[Entries]
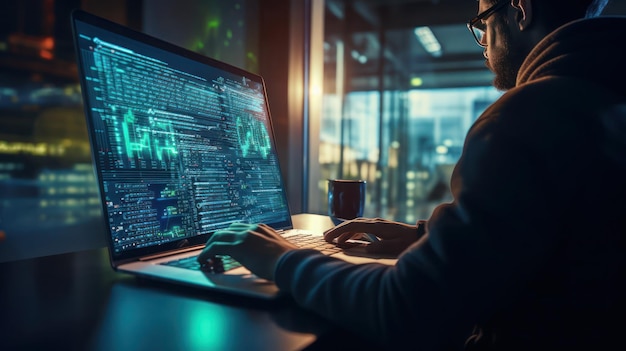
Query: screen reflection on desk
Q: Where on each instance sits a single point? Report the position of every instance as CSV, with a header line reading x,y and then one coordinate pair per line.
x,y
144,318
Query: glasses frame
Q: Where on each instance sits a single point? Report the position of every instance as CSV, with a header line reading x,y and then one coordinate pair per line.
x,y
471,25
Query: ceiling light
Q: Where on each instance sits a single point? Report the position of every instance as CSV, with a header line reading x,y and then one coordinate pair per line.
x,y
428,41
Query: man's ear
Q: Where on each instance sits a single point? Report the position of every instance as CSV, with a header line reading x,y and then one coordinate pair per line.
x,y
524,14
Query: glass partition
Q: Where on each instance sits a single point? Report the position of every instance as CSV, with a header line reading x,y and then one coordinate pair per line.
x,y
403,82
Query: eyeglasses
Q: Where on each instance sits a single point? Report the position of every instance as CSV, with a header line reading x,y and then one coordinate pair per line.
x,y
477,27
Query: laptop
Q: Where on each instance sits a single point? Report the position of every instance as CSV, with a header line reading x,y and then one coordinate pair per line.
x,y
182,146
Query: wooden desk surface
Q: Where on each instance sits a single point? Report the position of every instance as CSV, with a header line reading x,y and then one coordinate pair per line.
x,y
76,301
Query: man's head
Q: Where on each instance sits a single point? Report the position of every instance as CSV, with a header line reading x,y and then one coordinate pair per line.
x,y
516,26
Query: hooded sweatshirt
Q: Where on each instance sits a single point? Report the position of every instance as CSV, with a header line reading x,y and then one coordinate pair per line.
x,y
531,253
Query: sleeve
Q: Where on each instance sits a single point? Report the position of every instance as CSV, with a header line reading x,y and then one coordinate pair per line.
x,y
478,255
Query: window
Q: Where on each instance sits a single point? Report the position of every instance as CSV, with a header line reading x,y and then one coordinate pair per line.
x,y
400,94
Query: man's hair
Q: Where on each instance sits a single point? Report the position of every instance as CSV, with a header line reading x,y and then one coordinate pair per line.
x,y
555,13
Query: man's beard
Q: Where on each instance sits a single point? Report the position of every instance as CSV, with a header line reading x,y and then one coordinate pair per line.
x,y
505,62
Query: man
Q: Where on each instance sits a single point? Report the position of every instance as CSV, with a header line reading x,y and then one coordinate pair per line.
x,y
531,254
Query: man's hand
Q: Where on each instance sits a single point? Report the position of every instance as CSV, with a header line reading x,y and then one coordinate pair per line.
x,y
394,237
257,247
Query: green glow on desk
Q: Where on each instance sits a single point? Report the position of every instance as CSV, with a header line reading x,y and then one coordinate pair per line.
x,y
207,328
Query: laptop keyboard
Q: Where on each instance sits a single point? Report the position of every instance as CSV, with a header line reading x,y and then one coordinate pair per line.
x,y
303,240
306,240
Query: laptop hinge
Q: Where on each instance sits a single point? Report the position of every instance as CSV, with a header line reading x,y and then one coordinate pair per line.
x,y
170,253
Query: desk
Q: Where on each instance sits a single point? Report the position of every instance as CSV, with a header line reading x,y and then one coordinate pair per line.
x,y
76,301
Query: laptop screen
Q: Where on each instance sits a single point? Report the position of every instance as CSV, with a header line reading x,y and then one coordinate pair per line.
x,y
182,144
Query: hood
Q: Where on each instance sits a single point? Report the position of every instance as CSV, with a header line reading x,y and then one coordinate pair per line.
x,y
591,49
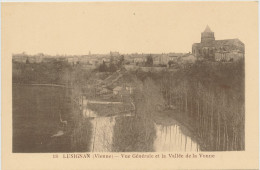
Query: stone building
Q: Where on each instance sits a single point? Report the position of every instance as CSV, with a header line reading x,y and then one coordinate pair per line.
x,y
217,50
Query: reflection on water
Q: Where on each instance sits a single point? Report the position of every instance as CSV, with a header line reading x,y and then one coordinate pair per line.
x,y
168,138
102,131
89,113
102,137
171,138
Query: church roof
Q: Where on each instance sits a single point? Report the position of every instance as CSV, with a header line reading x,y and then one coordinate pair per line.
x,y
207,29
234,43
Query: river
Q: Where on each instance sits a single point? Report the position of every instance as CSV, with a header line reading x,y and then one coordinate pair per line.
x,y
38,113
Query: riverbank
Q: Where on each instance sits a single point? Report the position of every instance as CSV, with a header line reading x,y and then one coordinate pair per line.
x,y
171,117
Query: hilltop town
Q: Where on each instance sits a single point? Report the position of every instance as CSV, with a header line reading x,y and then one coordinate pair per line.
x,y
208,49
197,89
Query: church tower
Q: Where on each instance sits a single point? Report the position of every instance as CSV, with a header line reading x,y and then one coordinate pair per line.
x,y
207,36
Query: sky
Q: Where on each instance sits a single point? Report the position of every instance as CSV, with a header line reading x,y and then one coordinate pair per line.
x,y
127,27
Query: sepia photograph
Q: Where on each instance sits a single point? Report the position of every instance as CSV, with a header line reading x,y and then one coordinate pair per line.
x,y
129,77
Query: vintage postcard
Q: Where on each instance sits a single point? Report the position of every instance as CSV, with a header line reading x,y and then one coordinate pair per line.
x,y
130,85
---
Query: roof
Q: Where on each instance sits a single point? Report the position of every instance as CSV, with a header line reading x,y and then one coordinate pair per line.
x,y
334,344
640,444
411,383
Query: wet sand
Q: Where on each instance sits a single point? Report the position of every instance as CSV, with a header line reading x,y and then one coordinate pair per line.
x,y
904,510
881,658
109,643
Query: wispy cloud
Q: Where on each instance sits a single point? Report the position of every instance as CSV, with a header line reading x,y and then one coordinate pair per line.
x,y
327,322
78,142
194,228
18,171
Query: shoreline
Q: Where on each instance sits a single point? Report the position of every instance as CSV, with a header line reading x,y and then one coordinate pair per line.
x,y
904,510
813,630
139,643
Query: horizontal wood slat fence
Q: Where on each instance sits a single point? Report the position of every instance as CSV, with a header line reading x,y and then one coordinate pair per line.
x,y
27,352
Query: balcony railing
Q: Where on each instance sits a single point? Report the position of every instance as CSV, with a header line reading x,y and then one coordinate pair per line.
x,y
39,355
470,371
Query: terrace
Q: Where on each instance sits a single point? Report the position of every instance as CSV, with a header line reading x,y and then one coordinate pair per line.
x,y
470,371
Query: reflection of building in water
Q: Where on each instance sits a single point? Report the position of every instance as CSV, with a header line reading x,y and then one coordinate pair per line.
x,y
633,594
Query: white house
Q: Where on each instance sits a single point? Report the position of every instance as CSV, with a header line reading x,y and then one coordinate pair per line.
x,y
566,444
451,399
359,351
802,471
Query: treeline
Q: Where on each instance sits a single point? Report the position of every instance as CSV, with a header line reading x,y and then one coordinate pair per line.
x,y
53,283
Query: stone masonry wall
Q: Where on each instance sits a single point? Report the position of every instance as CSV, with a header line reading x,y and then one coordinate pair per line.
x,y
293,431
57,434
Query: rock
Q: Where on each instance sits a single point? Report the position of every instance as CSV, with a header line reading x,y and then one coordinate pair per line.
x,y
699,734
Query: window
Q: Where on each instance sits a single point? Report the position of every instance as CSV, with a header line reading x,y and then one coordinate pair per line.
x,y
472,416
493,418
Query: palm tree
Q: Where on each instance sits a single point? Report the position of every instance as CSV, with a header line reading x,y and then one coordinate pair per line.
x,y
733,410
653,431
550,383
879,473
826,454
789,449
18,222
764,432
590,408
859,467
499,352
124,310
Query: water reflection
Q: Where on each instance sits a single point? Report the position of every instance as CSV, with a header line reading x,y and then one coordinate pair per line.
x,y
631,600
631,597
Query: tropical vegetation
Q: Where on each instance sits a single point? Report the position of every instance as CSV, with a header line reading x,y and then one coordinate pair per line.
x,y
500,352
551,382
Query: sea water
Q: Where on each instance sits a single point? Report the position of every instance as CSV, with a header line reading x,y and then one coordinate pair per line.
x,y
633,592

[Goal of the exercise] Return every line from the entries above that contains the word "reflection", matching case exactly.

[Task answer]
Query: screen reflection on desk
Query: reflection on water
Query: reflection of building in water
Query: water reflection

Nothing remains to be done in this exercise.